#### What is asked
Convert the records below into a numbered list with one line per item, skipping any blank lines, and omit the pictures.

#### Material provided
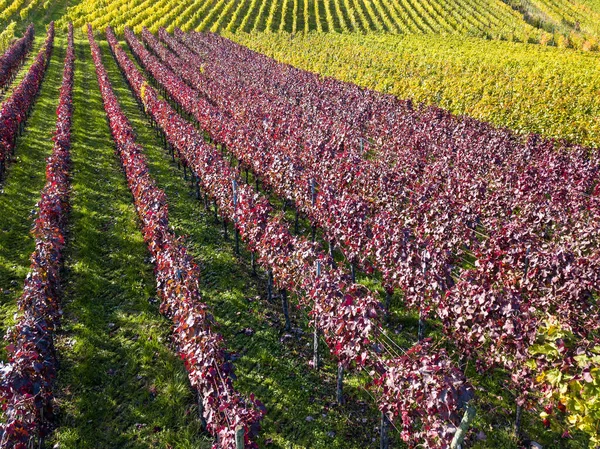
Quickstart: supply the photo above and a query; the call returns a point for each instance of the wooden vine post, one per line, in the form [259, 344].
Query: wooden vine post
[463, 427]
[339, 391]
[313, 198]
[237, 233]
[285, 307]
[316, 360]
[239, 437]
[384, 437]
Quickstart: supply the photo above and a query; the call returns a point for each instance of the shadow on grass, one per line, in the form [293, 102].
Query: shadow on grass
[119, 386]
[300, 402]
[20, 191]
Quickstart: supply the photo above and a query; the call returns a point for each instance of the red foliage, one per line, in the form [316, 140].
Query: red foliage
[200, 347]
[14, 56]
[347, 314]
[15, 109]
[27, 379]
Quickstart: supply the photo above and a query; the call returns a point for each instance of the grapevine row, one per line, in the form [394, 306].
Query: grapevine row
[15, 109]
[491, 20]
[27, 379]
[467, 319]
[202, 349]
[14, 56]
[346, 313]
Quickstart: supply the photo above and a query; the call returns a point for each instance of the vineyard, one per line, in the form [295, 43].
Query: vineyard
[300, 224]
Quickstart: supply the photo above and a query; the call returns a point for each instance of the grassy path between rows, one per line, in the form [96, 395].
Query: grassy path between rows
[25, 177]
[269, 363]
[120, 386]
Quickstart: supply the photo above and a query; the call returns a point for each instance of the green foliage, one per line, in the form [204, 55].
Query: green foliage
[574, 382]
[529, 88]
[561, 22]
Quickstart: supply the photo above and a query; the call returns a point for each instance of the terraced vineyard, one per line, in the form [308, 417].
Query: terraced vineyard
[561, 23]
[280, 234]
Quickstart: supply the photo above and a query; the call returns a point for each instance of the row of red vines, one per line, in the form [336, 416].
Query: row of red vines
[27, 379]
[14, 56]
[15, 109]
[202, 349]
[346, 313]
[525, 211]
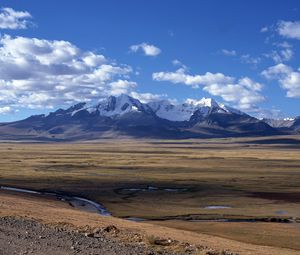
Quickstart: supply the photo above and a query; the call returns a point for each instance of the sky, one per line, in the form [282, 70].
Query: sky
[55, 53]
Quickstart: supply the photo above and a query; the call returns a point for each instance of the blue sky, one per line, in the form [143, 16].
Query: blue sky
[241, 53]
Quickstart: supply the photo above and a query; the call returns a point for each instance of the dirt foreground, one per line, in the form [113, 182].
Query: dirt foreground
[33, 224]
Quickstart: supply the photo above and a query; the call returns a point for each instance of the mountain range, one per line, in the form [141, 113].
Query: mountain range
[125, 116]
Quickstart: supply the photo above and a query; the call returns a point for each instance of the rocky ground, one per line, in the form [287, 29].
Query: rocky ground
[26, 236]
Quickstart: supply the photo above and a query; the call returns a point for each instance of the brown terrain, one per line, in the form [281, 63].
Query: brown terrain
[257, 182]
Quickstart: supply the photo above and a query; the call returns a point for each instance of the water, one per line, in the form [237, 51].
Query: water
[214, 207]
[77, 202]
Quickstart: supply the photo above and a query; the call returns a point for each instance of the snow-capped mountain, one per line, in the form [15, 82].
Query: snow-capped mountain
[127, 116]
[117, 106]
[280, 123]
[184, 112]
[114, 106]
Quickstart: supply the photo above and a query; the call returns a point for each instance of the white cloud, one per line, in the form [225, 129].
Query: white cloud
[264, 29]
[280, 56]
[231, 53]
[289, 29]
[148, 49]
[243, 92]
[11, 19]
[246, 58]
[287, 78]
[146, 97]
[41, 73]
[122, 86]
[180, 76]
[6, 110]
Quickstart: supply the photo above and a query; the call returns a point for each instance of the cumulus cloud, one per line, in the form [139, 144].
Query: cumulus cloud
[244, 92]
[11, 19]
[148, 49]
[289, 29]
[6, 110]
[280, 56]
[41, 73]
[231, 53]
[122, 86]
[248, 59]
[288, 78]
[264, 29]
[147, 97]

#### Task response
1. Quickstart: supply the photo above and a query; the call returns a point for each instance of the wooden vine post, one per line, in the form [259, 344].
2. Query: wooden vine post
3. [463, 427]
4. [339, 391]
5. [313, 198]
6. [237, 233]
7. [285, 307]
8. [316, 360]
9. [239, 437]
10. [384, 437]
11. Quickstart: supply the photo above and a query; the call returns a point for each instance of the shadow on grass, one per line, in the form [293, 102].
12. Query: shadow on grass
13. [119, 386]
14. [300, 402]
15. [20, 191]
16. Quickstart: supply the photo above and a query; the call returns a point for each instance of the red foliage, one per line, in the form [316, 140].
17. Query: red foliage
18. [200, 347]
19. [14, 56]
20. [347, 314]
21. [15, 109]
22. [27, 379]
23. Quickstart: supply the photo above and a query; the call returns a point for each instance of the grapevine row, one per line, in the form [394, 306].
24. Query: grapevine row
25. [15, 109]
26. [491, 20]
27. [27, 379]
28. [467, 319]
29. [202, 349]
30. [14, 56]
31. [346, 313]
32. Quickstart: supply the photo above and a query; the call returns a point for each instance of the vineyard, one per line, in the form [295, 43].
33. Query: vineyard
34. [300, 224]
35. Quickstart: supply the photo above and a query; the call returns a point for each instance of the grassy path between rows, one per line, in the form [96, 395].
36. Query: grassy path between rows
37. [25, 177]
38. [269, 363]
39. [120, 386]
40. Quickstart: supply the photo above and a query; the call returns a point for each instance of the green foliage, one per line, in the form [204, 55].
41. Query: green foliage
42. [574, 382]
43. [529, 88]
44. [561, 22]
45. Quickstart: supply the photo above and a query; the call returns a point for each instance of the terraced vineyard, one per line, in the form [308, 417].
46. Query: terraced vineyard
47. [561, 23]
48. [280, 234]
49. Quickstart: supply the photo above and a query; the call returns a point for each instance of the row of red vines, one per line, in the form [336, 416].
50. Query: row of red vines
51. [27, 379]
52. [14, 56]
53. [15, 109]
54. [202, 349]
55. [346, 313]
56. [525, 211]
57. Quickstart: supply the photo above and a query; the call returns a point for each instance of the sky, one per line, in the form [282, 70].
58. Query: sky
59. [55, 53]
60. Quickstart: supply the photo above and a query; the call returns a point for each instance of the blue sky, one per line, in the form [143, 16].
61. Query: blue sky
62. [241, 53]
63. Quickstart: supply the photo above and a query; the call returns a point for each instance of the dirt foreground, one per line, in the form [113, 182].
64. Query: dirt foreground
65. [33, 224]
66. Quickstart: supply the photo above and a query; the call returns a point for each instance of the mountain range, one per line, in the form [141, 113].
67. Query: mountain range
68. [125, 116]
69. Quickstart: supply the photo above and a query; the call returns a point for each instance of the rocky ground, one per line, in the form [287, 29].
70. Query: rocky ground
71. [26, 236]
72. Quickstart: supply the photo above and a query; the call returns a point for each instance of the brown terrain, one per line, in the form [281, 63].
73. Query: brown terrain
74. [257, 182]
75. Quickstart: supply the photo above and a query; the call returns a point for each instance of the water, one per line, in the form [237, 51].
76. Query: water
77. [214, 207]
78. [77, 202]
79. Quickstart: supply the photo above and a query; the call returns a point for each instance of the snow-capped mountain, one per line, in the form [15, 82].
80. Query: snow-capped mountain
81. [127, 116]
82. [117, 106]
83. [280, 123]
84. [184, 112]
85. [114, 106]
86. Quickstart: supply the photo above and a query; the call returns a point for each instance of the white cloud, one per line, in the form [225, 129].
87. Query: white cloud
88. [264, 29]
89. [280, 56]
90. [231, 53]
91. [289, 29]
92. [148, 49]
93. [243, 92]
94. [11, 19]
95. [246, 58]
96. [287, 78]
97. [146, 97]
98. [41, 73]
99. [122, 86]
100. [180, 76]
101. [6, 110]
102. Quickstart: supply the photo above and a query; the call returns a point for each instance of the cumulus cloud, one per line, in the form [139, 144].
103. Query: cumulus cloud
104. [244, 92]
105. [11, 19]
106. [148, 49]
107. [289, 29]
108. [6, 110]
109. [280, 56]
110. [41, 73]
111. [231, 53]
112. [122, 86]
113. [248, 59]
114. [288, 78]
115. [264, 29]
116. [147, 97]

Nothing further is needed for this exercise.